Convert the material from its first line through the line containing "M 0 187 L 214" into a Markdown table with the columns Row and Line. Skip blank lines, and leave the picture out.

= Segmentation dataset excerpts =
..........

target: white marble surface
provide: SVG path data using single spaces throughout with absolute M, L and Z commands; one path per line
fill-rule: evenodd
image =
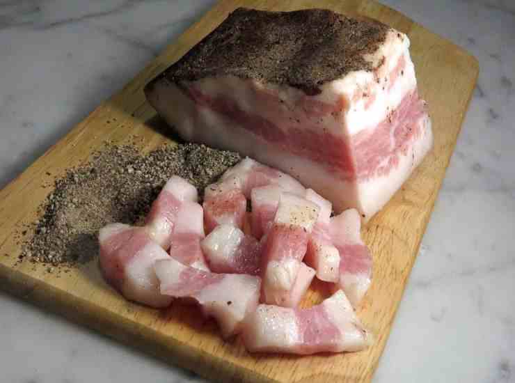
M 0 187 L 214 2 L 0 0 Z M 481 73 L 374 382 L 515 382 L 515 2 L 385 2 Z M 7 383 L 203 381 L 1 292 L 0 361 Z

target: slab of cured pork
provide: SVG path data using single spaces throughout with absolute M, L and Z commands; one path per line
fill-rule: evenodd
M 409 45 L 330 10 L 239 8 L 145 92 L 187 141 L 275 166 L 366 221 L 432 145 Z

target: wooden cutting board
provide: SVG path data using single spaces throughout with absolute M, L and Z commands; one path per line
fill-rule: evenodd
M 59 277 L 45 272 L 42 265 L 15 264 L 20 244 L 14 233 L 21 224 L 35 219 L 37 207 L 50 192 L 42 187 L 48 181 L 45 173 L 62 174 L 68 167 L 84 163 L 106 139 L 127 143 L 136 134 L 145 139 L 144 150 L 171 141 L 166 130 L 157 132 L 148 124 L 155 112 L 145 102 L 143 86 L 239 6 L 271 10 L 326 8 L 377 19 L 408 33 L 411 40 L 419 89 L 433 119 L 434 149 L 363 230 L 374 256 L 374 281 L 358 315 L 377 338 L 366 351 L 303 357 L 253 356 L 239 341 L 222 341 L 214 323 L 203 321 L 195 308 L 173 306 L 162 313 L 125 302 L 102 281 L 96 263 Z M 390 333 L 478 72 L 477 61 L 464 50 L 372 0 L 223 0 L 0 192 L 0 286 L 212 380 L 369 382 Z M 310 292 L 307 301 L 317 302 L 324 295 L 317 289 Z

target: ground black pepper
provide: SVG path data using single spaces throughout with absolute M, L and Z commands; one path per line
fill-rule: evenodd
M 89 163 L 55 180 L 38 219 L 28 225 L 33 235 L 24 239 L 19 260 L 47 263 L 49 272 L 52 266 L 88 262 L 98 253 L 99 229 L 110 222 L 141 223 L 171 175 L 188 180 L 202 195 L 239 159 L 237 153 L 195 143 L 165 146 L 148 155 L 133 146 L 106 143 Z

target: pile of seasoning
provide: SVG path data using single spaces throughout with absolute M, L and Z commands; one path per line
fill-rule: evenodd
M 90 162 L 55 180 L 19 259 L 53 266 L 86 263 L 98 254 L 99 229 L 111 222 L 141 223 L 173 175 L 202 194 L 239 159 L 237 153 L 195 143 L 165 146 L 147 155 L 134 146 L 106 144 Z

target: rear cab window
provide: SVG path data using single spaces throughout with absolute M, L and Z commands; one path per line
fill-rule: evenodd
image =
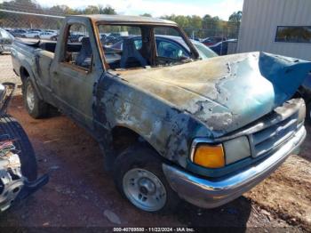
M 140 28 L 135 26 L 100 25 L 100 43 L 106 61 L 112 69 L 148 65 L 140 52 Z
M 108 69 L 171 66 L 193 55 L 172 26 L 98 22 L 98 29 Z
M 62 61 L 80 69 L 91 70 L 92 50 L 86 27 L 79 23 L 70 25 L 65 41 Z

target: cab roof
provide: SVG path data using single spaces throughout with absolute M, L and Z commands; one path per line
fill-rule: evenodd
M 103 22 L 103 23 L 133 23 L 133 24 L 156 24 L 156 25 L 171 25 L 177 26 L 173 21 L 150 18 L 144 16 L 130 16 L 130 15 L 111 15 L 111 14 L 88 14 L 88 15 L 77 15 L 78 17 L 87 17 L 92 21 Z

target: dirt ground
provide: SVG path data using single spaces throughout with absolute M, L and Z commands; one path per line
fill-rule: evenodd
M 311 138 L 270 178 L 243 197 L 217 209 L 187 203 L 167 216 L 142 213 L 122 198 L 102 169 L 96 141 L 64 116 L 35 120 L 13 99 L 9 113 L 28 133 L 41 173 L 50 182 L 0 217 L 0 226 L 20 227 L 239 227 L 311 230 Z
M 28 134 L 39 172 L 53 172 L 45 187 L 0 215 L 0 227 L 189 226 L 311 232 L 311 136 L 299 156 L 291 156 L 238 199 L 212 210 L 183 202 L 171 214 L 161 216 L 140 212 L 121 197 L 103 171 L 96 141 L 68 117 L 35 120 L 23 108 L 21 96 L 13 99 L 9 113 Z

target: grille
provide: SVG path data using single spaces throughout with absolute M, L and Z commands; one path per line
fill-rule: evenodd
M 250 135 L 251 155 L 257 157 L 279 148 L 297 130 L 298 112 Z

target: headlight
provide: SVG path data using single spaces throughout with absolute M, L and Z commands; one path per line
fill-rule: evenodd
M 251 157 L 250 143 L 246 136 L 225 141 L 224 148 L 226 152 L 226 165 L 230 165 Z
M 206 168 L 220 168 L 248 157 L 250 143 L 246 136 L 242 136 L 218 145 L 195 141 L 191 161 Z
M 310 113 L 307 113 L 307 114 L 310 114 Z M 299 110 L 297 124 L 299 125 L 303 123 L 305 121 L 305 118 L 306 118 L 306 103 L 305 101 L 303 101 Z
M 225 153 L 222 145 L 198 144 L 194 151 L 192 162 L 207 168 L 225 166 Z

..........

= Task response =
| Row | Line |
|---|---|
| 1 | target: white marble surface |
| 2 | provide: SVG path data using single spaces throughout with absolute M, L and Z commands; one path per line |
| 3 | fill-rule: evenodd |
| 4 | image = |
| 5 | M 0 187 L 214 2 L 0 0 Z M 481 73 L 374 382 L 515 382 L 515 2 L 385 2 Z M 7 383 L 203 381 L 1 292 L 0 361 Z |